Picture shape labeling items
— begin —

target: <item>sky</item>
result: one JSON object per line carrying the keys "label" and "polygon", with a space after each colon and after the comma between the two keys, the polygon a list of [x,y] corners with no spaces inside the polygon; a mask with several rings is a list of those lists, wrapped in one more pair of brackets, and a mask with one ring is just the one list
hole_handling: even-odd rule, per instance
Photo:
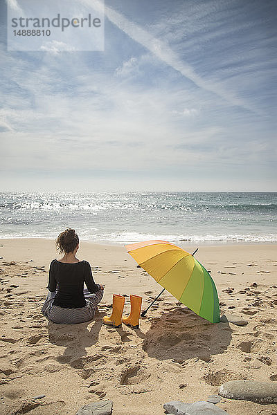
{"label": "sky", "polygon": [[277,191],[276,0],[106,0],[86,52],[0,4],[0,190]]}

— end —

Arrange all of the material above as a two-column CSV with the headers instruction and response, one row per entry, putting the entry's text in the first field and its answer in the second, each field quoted with line breaks turned into spaces. Leave the pictures out.

### EXPECTED ANSWER
instruction,response
"target: <item>sky</item> result: one JSON object per line carrying the keys ""label"" and ""polygon"", with a space after each colon and after the comma between the two keys, the polygon a list of [x,y] corners with no spaces inside the polygon; a mask with several rings is a list of those lists, wrapped in one more pair of brackets, and a mask with one ring is just the one list hole_handling: even-odd rule, per instance Photo:","{""label"": ""sky"", ""polygon"": [[277,191],[276,0],[106,0],[86,52],[0,4],[0,190]]}"